_BRIEF_
Convert the rows, from the line containing "the vehicle roof" through the last line, into a Markdown table with the columns "No." and "Line", leaving out any blank lines.

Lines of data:
• • • • • • •

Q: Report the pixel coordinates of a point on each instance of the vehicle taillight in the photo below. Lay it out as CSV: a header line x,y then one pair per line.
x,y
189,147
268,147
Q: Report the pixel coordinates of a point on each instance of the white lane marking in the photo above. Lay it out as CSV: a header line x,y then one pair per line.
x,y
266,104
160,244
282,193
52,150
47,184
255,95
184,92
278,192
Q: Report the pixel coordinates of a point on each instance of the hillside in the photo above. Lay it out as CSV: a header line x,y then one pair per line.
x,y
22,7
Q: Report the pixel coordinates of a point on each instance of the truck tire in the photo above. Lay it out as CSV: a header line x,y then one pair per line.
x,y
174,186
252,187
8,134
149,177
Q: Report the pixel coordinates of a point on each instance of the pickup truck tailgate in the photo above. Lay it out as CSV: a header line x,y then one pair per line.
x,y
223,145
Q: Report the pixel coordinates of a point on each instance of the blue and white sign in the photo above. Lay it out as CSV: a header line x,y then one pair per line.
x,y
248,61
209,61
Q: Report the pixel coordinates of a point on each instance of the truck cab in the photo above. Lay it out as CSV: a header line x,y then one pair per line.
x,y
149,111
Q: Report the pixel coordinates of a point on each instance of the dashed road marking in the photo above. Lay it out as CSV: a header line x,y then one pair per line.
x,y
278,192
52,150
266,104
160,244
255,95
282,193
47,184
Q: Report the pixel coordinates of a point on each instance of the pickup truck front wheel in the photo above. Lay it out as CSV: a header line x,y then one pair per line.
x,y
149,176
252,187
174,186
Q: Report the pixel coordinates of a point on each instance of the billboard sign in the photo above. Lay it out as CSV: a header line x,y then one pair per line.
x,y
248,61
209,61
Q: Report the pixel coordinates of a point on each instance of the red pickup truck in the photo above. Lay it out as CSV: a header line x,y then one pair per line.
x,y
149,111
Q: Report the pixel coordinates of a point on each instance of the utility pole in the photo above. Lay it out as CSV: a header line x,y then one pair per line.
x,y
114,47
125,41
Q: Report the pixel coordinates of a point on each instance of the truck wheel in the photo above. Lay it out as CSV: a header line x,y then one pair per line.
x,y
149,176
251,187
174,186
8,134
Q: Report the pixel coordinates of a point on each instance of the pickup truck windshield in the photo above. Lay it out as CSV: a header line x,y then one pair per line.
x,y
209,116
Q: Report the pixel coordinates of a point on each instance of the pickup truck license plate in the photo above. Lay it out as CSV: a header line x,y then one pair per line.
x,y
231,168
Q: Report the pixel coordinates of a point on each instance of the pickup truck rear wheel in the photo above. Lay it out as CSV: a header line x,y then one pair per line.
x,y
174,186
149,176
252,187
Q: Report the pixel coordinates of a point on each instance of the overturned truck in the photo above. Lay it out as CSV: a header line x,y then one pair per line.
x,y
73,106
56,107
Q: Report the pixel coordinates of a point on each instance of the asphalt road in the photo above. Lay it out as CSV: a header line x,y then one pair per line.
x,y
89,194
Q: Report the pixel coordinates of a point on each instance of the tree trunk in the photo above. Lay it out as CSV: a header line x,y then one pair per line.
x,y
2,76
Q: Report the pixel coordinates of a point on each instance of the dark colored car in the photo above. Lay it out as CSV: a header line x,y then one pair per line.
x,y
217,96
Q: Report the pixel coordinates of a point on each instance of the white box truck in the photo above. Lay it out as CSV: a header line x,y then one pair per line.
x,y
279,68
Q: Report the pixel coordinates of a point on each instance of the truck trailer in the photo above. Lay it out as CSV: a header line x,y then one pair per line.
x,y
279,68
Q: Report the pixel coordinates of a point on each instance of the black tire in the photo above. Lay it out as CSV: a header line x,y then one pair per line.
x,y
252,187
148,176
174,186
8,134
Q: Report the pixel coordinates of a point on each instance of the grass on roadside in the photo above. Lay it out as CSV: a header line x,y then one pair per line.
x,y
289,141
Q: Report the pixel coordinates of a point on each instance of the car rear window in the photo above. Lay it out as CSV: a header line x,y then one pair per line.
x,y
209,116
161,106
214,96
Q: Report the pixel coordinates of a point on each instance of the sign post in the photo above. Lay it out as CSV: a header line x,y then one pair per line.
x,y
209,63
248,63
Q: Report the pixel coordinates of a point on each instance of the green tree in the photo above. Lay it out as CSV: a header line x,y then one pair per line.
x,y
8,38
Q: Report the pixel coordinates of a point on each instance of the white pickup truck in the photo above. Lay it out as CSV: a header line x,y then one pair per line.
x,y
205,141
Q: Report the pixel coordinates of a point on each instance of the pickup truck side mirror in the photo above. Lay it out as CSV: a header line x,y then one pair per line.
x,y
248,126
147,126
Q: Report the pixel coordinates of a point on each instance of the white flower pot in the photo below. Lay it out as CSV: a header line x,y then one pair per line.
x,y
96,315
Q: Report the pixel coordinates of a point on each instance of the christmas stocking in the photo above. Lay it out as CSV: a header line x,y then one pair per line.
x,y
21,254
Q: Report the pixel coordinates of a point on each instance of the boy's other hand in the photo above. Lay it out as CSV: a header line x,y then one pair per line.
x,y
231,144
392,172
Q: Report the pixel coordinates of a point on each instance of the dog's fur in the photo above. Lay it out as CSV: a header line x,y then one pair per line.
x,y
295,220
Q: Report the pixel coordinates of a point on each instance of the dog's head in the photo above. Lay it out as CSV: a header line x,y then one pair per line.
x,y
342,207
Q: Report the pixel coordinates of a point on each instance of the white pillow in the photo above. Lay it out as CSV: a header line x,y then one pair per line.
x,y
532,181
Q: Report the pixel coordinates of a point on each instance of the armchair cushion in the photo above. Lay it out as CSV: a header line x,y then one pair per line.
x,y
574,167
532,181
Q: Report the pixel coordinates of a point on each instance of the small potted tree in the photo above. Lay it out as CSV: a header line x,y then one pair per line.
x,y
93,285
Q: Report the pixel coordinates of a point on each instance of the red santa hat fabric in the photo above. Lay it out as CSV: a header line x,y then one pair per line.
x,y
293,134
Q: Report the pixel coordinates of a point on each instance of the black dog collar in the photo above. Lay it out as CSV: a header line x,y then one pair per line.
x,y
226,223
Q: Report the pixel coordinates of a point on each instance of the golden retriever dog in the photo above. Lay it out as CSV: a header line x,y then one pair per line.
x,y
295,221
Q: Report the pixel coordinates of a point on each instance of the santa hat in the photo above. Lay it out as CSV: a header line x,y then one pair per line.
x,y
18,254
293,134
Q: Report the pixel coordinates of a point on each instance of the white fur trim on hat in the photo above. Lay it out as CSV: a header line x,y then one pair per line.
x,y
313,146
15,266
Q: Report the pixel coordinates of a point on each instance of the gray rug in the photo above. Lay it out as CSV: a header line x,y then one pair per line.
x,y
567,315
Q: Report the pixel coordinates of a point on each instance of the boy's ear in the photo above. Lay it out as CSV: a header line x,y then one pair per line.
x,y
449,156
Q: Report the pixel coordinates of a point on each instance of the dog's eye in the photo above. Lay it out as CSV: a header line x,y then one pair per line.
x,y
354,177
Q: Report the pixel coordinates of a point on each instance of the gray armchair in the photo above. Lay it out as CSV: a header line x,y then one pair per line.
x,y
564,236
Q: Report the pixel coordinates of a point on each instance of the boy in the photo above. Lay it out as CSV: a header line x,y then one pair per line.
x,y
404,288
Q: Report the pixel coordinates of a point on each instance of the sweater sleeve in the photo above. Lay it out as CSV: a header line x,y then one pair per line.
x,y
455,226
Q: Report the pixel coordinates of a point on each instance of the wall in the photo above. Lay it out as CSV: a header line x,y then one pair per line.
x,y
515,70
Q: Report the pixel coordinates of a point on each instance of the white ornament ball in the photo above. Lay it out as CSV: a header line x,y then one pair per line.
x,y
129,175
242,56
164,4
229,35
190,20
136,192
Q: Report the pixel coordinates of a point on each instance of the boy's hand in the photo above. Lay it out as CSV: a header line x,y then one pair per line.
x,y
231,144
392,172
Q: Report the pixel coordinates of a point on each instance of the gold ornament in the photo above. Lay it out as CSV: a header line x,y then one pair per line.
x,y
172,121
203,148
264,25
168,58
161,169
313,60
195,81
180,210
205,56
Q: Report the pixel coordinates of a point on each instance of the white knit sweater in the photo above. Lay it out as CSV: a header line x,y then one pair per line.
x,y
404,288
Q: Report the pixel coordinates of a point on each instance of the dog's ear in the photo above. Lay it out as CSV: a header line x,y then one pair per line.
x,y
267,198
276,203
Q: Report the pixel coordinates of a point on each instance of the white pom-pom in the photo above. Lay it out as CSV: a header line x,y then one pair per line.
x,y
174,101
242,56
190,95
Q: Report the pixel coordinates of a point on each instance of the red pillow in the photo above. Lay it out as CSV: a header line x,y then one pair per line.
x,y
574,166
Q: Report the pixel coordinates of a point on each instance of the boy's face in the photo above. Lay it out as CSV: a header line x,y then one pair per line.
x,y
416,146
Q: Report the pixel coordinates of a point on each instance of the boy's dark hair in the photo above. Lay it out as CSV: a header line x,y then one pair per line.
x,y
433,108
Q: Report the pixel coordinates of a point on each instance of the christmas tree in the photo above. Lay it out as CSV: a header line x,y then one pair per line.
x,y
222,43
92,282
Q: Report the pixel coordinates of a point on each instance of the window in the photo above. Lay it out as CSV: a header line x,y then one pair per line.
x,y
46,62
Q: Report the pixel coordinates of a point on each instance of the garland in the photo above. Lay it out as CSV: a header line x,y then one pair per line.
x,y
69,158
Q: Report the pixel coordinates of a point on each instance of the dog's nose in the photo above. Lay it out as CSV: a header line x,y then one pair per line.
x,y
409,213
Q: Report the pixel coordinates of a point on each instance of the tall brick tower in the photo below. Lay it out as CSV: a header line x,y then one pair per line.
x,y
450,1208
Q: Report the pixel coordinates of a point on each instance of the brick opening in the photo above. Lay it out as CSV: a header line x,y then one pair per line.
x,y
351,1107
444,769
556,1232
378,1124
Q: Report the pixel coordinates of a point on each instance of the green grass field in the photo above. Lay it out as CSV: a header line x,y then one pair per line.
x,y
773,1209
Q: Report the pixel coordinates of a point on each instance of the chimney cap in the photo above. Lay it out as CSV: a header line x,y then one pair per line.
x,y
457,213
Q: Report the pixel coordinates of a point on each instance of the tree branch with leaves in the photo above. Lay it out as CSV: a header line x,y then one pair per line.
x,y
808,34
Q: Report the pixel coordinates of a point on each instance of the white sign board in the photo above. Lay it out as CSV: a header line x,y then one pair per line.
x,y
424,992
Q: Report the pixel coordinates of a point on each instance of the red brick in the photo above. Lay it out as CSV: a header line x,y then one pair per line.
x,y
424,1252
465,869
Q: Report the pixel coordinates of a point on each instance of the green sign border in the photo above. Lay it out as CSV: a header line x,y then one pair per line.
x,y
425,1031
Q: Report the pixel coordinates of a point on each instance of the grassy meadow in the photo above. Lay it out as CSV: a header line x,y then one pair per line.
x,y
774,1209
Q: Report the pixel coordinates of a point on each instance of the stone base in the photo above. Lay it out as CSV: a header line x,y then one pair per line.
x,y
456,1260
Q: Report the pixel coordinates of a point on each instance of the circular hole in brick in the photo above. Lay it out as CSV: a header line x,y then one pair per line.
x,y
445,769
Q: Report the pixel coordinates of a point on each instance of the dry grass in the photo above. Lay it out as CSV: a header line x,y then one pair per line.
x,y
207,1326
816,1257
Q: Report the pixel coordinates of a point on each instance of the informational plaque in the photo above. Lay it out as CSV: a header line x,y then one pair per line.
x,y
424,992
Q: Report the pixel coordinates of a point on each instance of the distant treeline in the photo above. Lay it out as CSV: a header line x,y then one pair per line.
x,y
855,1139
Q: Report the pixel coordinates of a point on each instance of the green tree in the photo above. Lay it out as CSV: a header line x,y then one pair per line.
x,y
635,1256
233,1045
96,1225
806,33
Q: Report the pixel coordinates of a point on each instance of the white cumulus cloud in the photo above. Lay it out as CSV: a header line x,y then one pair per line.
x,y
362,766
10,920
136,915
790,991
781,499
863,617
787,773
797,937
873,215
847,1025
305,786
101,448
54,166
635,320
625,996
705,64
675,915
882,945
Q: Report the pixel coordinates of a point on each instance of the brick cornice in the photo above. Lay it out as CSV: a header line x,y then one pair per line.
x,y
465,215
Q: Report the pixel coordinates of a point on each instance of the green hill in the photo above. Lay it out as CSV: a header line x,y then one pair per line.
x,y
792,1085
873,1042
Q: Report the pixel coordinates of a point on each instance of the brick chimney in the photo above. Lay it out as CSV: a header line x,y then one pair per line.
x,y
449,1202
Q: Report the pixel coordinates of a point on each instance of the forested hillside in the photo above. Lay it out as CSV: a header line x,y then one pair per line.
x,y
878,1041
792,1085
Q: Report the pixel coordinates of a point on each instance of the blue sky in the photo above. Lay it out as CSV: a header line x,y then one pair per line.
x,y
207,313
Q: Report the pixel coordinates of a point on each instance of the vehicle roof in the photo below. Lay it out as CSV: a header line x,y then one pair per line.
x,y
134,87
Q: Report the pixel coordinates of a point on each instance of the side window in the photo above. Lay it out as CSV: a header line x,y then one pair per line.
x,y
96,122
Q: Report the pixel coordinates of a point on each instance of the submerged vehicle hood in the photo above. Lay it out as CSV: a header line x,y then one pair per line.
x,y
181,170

• • • • • • •

_OUTPUT FOR THIS TASK_
| No. | Line |
|---|---|
| 1 | Q: Report the pixel coordinates of a point on each instance of the vehicle roof in the photo below. Lay it out as CSV: a header line x,y then one pair per line. |
| 2 | x,y |
| 3 | 134,87 |
| 4 | Q: Report the pixel coordinates of a point on each instance of the side window in the photo above. Lay it out as CSV: a header line x,y then one pair per line. |
| 5 | x,y |
| 6 | 96,122 |
| 7 | Q: Report the pixel coordinates of a point on each instance of the submerged vehicle hood in the photo above. Lay it out as CSV: a header line x,y then one pair per line. |
| 8 | x,y |
| 9 | 181,170 |